• **Directive**:
Copy the listing below word for word, omitting the pictures.

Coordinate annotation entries
■ ■ ■
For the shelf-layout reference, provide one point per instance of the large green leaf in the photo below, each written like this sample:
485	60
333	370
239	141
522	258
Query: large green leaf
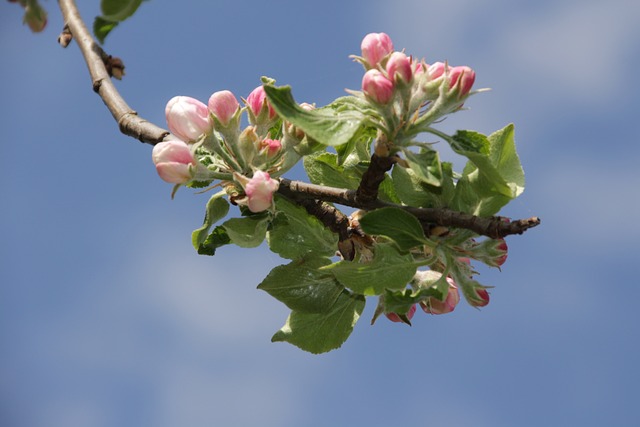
396	224
388	269
113	12
302	287
493	176
322	332
247	232
296	234
332	125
■ ■ ■
• **Answer to the problem**:
For the shelf-layout reference, provide one point per instance of the large green leaf in the photo below, each written like this sample:
485	60
333	370
239	141
522	258
Query: large green leaf
396	224
388	269
113	12
302	287
493	176
322	332
247	232
296	234
332	125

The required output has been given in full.